• **Written task**
Please reproduce the data below word for word, keeping every line.

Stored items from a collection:
━━━━━━━━━━━━━━━━━━━━━━━━━━━━━━

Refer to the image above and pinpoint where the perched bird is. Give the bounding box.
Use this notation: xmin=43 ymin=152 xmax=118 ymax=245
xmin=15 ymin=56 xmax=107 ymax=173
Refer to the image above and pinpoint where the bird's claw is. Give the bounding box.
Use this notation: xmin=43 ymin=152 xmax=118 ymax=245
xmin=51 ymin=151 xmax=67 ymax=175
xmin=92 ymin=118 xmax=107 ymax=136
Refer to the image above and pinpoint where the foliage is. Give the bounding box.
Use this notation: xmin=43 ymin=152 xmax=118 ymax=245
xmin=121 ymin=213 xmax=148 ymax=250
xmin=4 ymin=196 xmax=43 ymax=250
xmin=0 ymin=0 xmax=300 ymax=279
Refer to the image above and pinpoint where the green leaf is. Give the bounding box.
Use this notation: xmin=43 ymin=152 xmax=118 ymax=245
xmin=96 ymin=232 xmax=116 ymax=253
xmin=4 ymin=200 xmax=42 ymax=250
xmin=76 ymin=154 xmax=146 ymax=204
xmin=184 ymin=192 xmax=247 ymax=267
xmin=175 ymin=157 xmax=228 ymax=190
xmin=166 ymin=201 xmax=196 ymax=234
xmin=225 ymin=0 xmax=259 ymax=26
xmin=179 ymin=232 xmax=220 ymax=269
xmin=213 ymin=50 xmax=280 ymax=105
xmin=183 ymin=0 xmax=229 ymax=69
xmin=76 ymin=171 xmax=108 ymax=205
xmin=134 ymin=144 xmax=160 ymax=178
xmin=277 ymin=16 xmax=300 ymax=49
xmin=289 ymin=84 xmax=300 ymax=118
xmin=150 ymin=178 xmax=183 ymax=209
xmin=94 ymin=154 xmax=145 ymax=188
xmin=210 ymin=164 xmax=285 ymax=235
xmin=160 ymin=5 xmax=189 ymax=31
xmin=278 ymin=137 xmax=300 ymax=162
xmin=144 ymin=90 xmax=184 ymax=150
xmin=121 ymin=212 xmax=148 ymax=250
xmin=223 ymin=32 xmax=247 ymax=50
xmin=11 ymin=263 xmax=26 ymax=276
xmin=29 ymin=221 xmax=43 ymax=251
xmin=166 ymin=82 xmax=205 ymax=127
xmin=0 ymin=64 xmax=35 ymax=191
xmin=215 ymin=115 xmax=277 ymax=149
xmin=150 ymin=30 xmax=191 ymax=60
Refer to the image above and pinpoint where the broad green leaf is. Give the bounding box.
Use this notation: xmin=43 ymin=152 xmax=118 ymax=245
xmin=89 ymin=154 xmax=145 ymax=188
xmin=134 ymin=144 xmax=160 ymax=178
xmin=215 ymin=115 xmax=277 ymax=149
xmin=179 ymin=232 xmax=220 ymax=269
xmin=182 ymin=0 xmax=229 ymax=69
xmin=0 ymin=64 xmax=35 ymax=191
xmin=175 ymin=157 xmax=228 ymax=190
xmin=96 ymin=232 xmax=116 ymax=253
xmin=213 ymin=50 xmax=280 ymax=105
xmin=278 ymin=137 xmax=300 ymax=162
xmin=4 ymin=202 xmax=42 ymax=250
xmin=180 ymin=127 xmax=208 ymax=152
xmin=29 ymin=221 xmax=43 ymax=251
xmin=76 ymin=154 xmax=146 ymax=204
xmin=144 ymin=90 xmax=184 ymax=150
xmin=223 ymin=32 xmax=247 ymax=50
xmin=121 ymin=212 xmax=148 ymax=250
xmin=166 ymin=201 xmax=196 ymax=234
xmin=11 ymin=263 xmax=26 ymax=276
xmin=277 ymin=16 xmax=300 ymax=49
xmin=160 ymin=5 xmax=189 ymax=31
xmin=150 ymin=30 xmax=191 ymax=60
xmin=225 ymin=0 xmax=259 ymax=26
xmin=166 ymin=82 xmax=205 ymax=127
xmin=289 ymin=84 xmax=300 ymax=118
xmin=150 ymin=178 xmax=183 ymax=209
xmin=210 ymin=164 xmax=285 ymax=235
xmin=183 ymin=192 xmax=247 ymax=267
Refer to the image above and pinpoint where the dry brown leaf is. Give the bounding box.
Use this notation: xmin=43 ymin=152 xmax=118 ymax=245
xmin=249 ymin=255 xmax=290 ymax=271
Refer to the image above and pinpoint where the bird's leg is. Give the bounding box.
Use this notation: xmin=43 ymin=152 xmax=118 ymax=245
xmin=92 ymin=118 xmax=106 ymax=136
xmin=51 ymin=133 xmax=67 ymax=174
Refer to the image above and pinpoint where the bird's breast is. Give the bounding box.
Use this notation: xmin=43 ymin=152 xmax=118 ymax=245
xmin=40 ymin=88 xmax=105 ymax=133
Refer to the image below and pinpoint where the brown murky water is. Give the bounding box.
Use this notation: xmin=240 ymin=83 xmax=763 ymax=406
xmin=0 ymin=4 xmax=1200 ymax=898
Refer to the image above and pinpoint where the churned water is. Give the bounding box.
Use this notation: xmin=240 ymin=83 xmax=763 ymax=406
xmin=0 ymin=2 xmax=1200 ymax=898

━━━━━━━━━━━━━━━━━━━━━━━━━━━━━━

• **Exercise result**
Refer to the image above and pinpoint where the perched bird is. Give the bounding box.
Use this notation: xmin=43 ymin=152 xmax=118 ymax=245
xmin=15 ymin=56 xmax=107 ymax=173
Refer to the image above and pinpoint where the bird's claw is. Give the bounding box.
Use this notation: xmin=43 ymin=152 xmax=118 ymax=245
xmin=51 ymin=151 xmax=67 ymax=175
xmin=92 ymin=118 xmax=107 ymax=136
Refer to the image above and pinpoint where the foliage is. Give the bounding box.
Use this notation: xmin=43 ymin=152 xmax=118 ymax=245
xmin=121 ymin=213 xmax=148 ymax=250
xmin=4 ymin=196 xmax=43 ymax=250
xmin=0 ymin=0 xmax=300 ymax=279
Refer to the image above and pinpoint where the green leaf is. Give the bounding box.
Use this notation: xmin=43 ymin=152 xmax=118 ymax=245
xmin=96 ymin=232 xmax=116 ymax=253
xmin=4 ymin=200 xmax=42 ymax=250
xmin=76 ymin=154 xmax=146 ymax=204
xmin=184 ymin=192 xmax=247 ymax=267
xmin=175 ymin=157 xmax=228 ymax=190
xmin=166 ymin=201 xmax=196 ymax=234
xmin=225 ymin=0 xmax=259 ymax=26
xmin=179 ymin=232 xmax=220 ymax=269
xmin=213 ymin=50 xmax=280 ymax=105
xmin=183 ymin=0 xmax=229 ymax=69
xmin=76 ymin=171 xmax=108 ymax=205
xmin=134 ymin=144 xmax=160 ymax=178
xmin=277 ymin=16 xmax=300 ymax=49
xmin=289 ymin=84 xmax=300 ymax=118
xmin=150 ymin=178 xmax=183 ymax=209
xmin=94 ymin=154 xmax=145 ymax=188
xmin=210 ymin=164 xmax=285 ymax=235
xmin=160 ymin=5 xmax=189 ymax=31
xmin=278 ymin=137 xmax=300 ymax=162
xmin=144 ymin=90 xmax=184 ymax=150
xmin=121 ymin=212 xmax=148 ymax=250
xmin=223 ymin=32 xmax=247 ymax=50
xmin=11 ymin=263 xmax=26 ymax=276
xmin=29 ymin=221 xmax=43 ymax=251
xmin=166 ymin=82 xmax=205 ymax=127
xmin=0 ymin=64 xmax=35 ymax=191
xmin=215 ymin=115 xmax=277 ymax=149
xmin=150 ymin=30 xmax=191 ymax=60
Refer to the image above and pinpoint where the broad green leaf is. Give the bounding box.
Use this notation: xmin=43 ymin=152 xmax=118 ymax=245
xmin=89 ymin=154 xmax=145 ymax=188
xmin=134 ymin=144 xmax=160 ymax=178
xmin=215 ymin=115 xmax=277 ymax=149
xmin=179 ymin=232 xmax=220 ymax=269
xmin=182 ymin=0 xmax=229 ymax=69
xmin=0 ymin=64 xmax=35 ymax=191
xmin=175 ymin=157 xmax=228 ymax=190
xmin=96 ymin=232 xmax=116 ymax=253
xmin=213 ymin=50 xmax=280 ymax=105
xmin=278 ymin=137 xmax=300 ymax=162
xmin=4 ymin=202 xmax=42 ymax=250
xmin=180 ymin=127 xmax=208 ymax=152
xmin=29 ymin=221 xmax=43 ymax=251
xmin=76 ymin=154 xmax=146 ymax=204
xmin=144 ymin=90 xmax=184 ymax=150
xmin=223 ymin=32 xmax=247 ymax=50
xmin=121 ymin=212 xmax=148 ymax=250
xmin=166 ymin=201 xmax=196 ymax=234
xmin=11 ymin=263 xmax=26 ymax=276
xmin=277 ymin=16 xmax=300 ymax=49
xmin=160 ymin=5 xmax=189 ymax=31
xmin=150 ymin=30 xmax=191 ymax=60
xmin=225 ymin=0 xmax=259 ymax=26
xmin=166 ymin=82 xmax=205 ymax=127
xmin=289 ymin=84 xmax=300 ymax=118
xmin=150 ymin=178 xmax=183 ymax=209
xmin=210 ymin=164 xmax=285 ymax=235
xmin=183 ymin=192 xmax=247 ymax=267
Refer to the image above and pinpoint where the dry brown leaf is. Give the bounding box.
Use this notation: xmin=43 ymin=152 xmax=118 ymax=245
xmin=249 ymin=255 xmax=290 ymax=271
Refer to the image above and pinpoint where the bird's leg is. Give the bounding box.
Use this notation: xmin=43 ymin=152 xmax=118 ymax=245
xmin=92 ymin=118 xmax=106 ymax=136
xmin=51 ymin=133 xmax=67 ymax=174
Refer to the image above and pinpoint where the bird's breast is. Give the bounding box.
Use this notation: xmin=43 ymin=152 xmax=118 ymax=245
xmin=40 ymin=88 xmax=105 ymax=133
Refer to the image below and pinpoint where the brown murky water is. Give the bounding box.
Use this notation: xmin=240 ymin=83 xmax=763 ymax=406
xmin=0 ymin=4 xmax=1200 ymax=898
Refer to the image above and pinpoint where the churned water is. Give the bounding box.
Use this notation: xmin=240 ymin=83 xmax=763 ymax=406
xmin=0 ymin=2 xmax=1200 ymax=898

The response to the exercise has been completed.